▸ **RECORDS**:
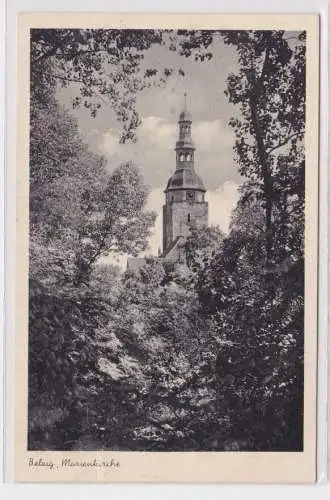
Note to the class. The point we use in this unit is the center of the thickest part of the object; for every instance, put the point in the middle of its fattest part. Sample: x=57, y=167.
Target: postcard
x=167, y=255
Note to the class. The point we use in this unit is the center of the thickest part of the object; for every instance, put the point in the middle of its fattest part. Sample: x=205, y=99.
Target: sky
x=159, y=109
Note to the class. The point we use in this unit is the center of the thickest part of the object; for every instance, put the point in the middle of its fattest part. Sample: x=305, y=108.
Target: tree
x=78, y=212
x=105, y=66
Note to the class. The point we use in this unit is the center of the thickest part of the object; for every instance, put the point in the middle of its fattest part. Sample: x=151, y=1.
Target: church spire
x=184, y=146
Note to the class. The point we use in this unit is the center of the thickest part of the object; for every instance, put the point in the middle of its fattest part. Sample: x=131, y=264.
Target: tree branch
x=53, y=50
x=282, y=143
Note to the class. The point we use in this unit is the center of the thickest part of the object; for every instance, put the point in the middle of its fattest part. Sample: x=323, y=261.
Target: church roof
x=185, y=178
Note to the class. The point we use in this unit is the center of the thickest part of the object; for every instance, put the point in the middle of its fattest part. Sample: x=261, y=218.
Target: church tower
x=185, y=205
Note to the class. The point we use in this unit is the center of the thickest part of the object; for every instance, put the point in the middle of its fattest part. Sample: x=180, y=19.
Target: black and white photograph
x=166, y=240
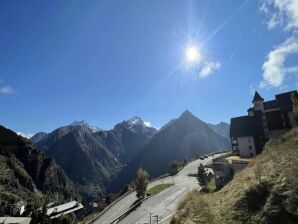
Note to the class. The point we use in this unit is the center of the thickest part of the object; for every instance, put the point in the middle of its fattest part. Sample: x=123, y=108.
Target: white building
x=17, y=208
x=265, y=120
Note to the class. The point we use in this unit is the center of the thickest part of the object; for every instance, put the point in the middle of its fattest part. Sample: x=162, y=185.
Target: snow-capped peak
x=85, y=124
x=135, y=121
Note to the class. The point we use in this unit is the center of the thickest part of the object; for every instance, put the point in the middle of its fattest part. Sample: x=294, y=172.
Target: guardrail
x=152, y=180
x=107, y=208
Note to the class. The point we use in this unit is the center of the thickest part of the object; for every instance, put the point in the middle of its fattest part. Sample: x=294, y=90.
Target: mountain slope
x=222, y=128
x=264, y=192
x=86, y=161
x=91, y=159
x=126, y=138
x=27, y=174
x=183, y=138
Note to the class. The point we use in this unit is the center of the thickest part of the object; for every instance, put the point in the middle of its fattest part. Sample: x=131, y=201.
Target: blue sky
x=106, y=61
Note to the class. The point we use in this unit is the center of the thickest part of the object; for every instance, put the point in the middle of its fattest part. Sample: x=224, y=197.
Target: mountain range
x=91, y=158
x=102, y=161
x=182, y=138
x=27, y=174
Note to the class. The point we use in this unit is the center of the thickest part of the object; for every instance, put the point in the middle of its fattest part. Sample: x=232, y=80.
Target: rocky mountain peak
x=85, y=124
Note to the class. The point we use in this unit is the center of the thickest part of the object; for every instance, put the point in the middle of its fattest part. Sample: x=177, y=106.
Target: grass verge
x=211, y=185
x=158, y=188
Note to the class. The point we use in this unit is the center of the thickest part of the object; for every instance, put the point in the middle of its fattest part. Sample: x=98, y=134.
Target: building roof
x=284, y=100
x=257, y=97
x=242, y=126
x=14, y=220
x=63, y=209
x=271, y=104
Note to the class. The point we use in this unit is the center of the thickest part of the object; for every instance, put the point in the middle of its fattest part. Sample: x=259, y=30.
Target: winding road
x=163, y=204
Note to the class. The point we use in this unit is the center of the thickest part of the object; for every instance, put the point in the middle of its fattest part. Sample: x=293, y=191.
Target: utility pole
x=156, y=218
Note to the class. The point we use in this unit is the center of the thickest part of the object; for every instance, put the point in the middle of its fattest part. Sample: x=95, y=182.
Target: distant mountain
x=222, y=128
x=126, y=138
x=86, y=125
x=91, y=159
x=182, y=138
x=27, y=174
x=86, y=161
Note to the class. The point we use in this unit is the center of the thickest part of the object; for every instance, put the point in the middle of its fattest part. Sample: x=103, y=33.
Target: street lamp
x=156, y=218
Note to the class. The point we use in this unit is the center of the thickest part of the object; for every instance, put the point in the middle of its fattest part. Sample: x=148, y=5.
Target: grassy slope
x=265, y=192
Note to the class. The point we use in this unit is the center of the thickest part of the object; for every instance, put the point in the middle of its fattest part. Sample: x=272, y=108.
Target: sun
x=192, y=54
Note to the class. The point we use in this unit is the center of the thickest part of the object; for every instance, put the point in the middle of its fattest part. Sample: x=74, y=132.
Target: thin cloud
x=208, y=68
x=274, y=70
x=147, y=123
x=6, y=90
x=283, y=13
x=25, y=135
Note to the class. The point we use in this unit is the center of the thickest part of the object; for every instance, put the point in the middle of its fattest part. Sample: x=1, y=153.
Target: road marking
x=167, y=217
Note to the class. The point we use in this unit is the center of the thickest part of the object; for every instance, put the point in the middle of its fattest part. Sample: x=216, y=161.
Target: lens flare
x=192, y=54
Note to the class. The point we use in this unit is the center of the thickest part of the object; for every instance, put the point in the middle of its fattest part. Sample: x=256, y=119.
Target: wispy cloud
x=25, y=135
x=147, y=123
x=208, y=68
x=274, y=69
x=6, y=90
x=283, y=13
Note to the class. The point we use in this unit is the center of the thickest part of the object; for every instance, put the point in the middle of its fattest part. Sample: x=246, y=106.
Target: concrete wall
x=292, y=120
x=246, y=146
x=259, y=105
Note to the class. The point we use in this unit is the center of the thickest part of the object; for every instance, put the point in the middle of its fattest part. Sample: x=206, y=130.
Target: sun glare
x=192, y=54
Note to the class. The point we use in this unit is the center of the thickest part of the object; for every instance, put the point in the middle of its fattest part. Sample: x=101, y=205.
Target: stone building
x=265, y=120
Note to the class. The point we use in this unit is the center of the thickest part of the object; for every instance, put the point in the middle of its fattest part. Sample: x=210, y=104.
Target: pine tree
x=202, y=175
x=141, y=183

▸ **DIRECTIVE**: Repeat every entry above word for word, omitting the pictures.

▸ **SOLUTION TO THE EXERCISE**:
Note to the class. The point we use in this unit is the center of the thickest part of the object; for every instance, put the point in the middle of its fattest part. Sample: x=57, y=167.
Target: postcard
x=167, y=255
Note to the class. The point we use in this unit is the center of the thickest part of the object; for every instance, put the point in the middle of its fattest part. Sample: x=205, y=99.
Target: sky
x=159, y=109
Note to the class. The point we use in this unit is the center of the thickest part of the object; for every instance, put the point in the middle of its fattest part. Sample: x=305, y=108.
Target: tree
x=78, y=212
x=105, y=66
Note to the class. The point we use in this unit is the center of the thickest part of the object; for every instance, put the point in the middle of its fattest part. Sample: x=151, y=1.
Target: church spire
x=184, y=146
Note to the class. The point we use in this unit is the center of the thickest part of the object; for every instance, put the point in the middle of its fattest part. Sample: x=131, y=264.
Target: tree branch
x=53, y=50
x=282, y=143
Note to the class. The point we use in this unit is the center of the thickest part of the object; for every instance, put the point in the middle of its fattest part. Sample: x=323, y=261.
Target: church roof
x=185, y=178
Note to the class. The point we use in this unit is the center of the thickest part of the object; for every instance, put the point in the middle of its fattest part. Sample: x=261, y=218.
Target: church tower
x=185, y=205
Note to the class. The point we use in this unit is the center of the thickest part of the object; for every instance, put the point in the middle of its fattest part. Sample: x=180, y=19.
Target: black and white photograph
x=166, y=240
Note to the class. The point we use in this unit is the center of the thickest part of the object; for every instance, put the point in the middle of its fattest part. Sample: x=123, y=108.
Target: white building
x=17, y=208
x=265, y=120
Note to the class. The point we use in this unit is the center of the thickest part of the object; for every instance, put the point in the middle of its fattest part. Sample: x=162, y=185.
Target: snow-capped peak
x=85, y=124
x=135, y=121
Note to the class. The point we use in this unit is the center of the thickest part of the object; for every instance, put the point in the middle of its fattest part. Sample: x=294, y=172.
Target: guardrail
x=152, y=180
x=107, y=208
Note to the class. The point we use in this unit is the center of the thickest part of the object; for every instance, put the point in the middle of its fattest part. Sample: x=294, y=90.
Target: mountain slope
x=222, y=128
x=264, y=192
x=86, y=161
x=91, y=159
x=126, y=138
x=27, y=174
x=183, y=138
Note to the class. The point we use in this unit is the center of the thickest part of the object; for every instance, put the point in the middle of its fattest part. Sample: x=131, y=201.
Target: blue sky
x=106, y=61
Note to the class. The point we use in this unit is the center of the thickest part of the object; for every instance, put the point in the middle of its fattest part. Sample: x=224, y=197.
Target: mountain range
x=91, y=158
x=102, y=161
x=182, y=138
x=27, y=174
Note to the class. The point we use in this unit is the center of the thickest part of the object; for every instance, put the point in the middle of its fattest part. Sample: x=232, y=80.
Target: rocky mountain peak
x=85, y=124
Note to the class. The point we use in this unit is the center of the thickest part of the object; for every instance, put the point in the middle of its fattest part. Sample: x=177, y=106.
Target: grass verge
x=211, y=185
x=158, y=188
Note to the class. The point we use in this unit is the center of the thickest part of the object; for every instance, put the point in the middle of its fattest part. Sample: x=98, y=134.
Target: building roof
x=284, y=100
x=257, y=97
x=242, y=126
x=14, y=220
x=63, y=209
x=271, y=104
Note to the class. The point we use in this unit is the center of the thickest part of the object; for every instance, put the point in the middle of its fattest part. Sample: x=259, y=30.
Target: winding road
x=163, y=204
Note to the class. The point we use in this unit is the center of the thickest part of the object; for every instance, put the point in the middle of its fattest part. Sample: x=293, y=191.
Target: utility pole
x=156, y=218
Note to the class. The point we use in this unit is the center of the thickest part of the object; for every instance, put the point in the middle of its fattest part. Sample: x=95, y=182.
Target: distant mountain
x=222, y=128
x=126, y=138
x=86, y=125
x=91, y=159
x=182, y=138
x=27, y=174
x=86, y=161
Note to the class. The point we use in this unit is the center of the thickest part of the object; for every instance, put the point in the middle of its fattest part. Sample: x=103, y=33.
Target: street lamp
x=156, y=218
Note to the class. The point we use in this unit is the center of the thickest part of the object; for every instance, put the point in the middle of its fattest part. Sample: x=148, y=5.
Target: grassy slope
x=265, y=192
Note to the class. The point we use in this unit is the center of the thickest part of the object; for every instance, put the point in the middle of its fattest part. Sample: x=272, y=108.
Target: sun
x=192, y=54
Note to the class. The point we use in this unit is the center of the thickest part of the object; for every instance, put the point in the middle of its fattest part. Sample: x=74, y=132.
Target: thin cloud
x=208, y=68
x=274, y=70
x=147, y=123
x=6, y=90
x=283, y=13
x=25, y=135
Note to the class. The point we use in this unit is the center of the thickest part of the object; for every instance, put the point in the middle of its fattest part. Sample: x=1, y=153.
Target: road marking
x=167, y=217
Note to the class. The point we use in this unit is the center of the thickest part of the object; for every instance, put the point in the middle of its fattest part. Sample: x=216, y=161.
Target: lens flare
x=192, y=54
Note to the class. The point we use in this unit is the center of the thickest part of the object; for every instance, put the point in the middle of its fattest part. Sample: x=256, y=119.
Target: wispy cloud
x=25, y=135
x=147, y=123
x=208, y=68
x=274, y=69
x=6, y=90
x=283, y=13
Note to the class. The point we use in this unit is the center of the thickest part of the object; for every instance, put the point in the middle of its fattest part. Sample: x=246, y=106.
Target: concrete wall
x=292, y=120
x=246, y=146
x=259, y=105
Note to the class. The point we use in this unit is the center of the thickest part of the object; for every instance, put the point in the middle of its fattest part. Sample: x=206, y=130.
Target: sun glare
x=192, y=54
Note to the class. The point we use in this unit is the center of the thickest part of the object; for every instance, put the point in the middle of its fattest part. Sample: x=101, y=205.
Target: stone building
x=265, y=120
Note to the class. The point we use in this unit is the center of the thickest part of the object; for every instance, put the point in the middle of its fattest part. Sample: x=210, y=104.
Target: pine tree
x=202, y=175
x=141, y=183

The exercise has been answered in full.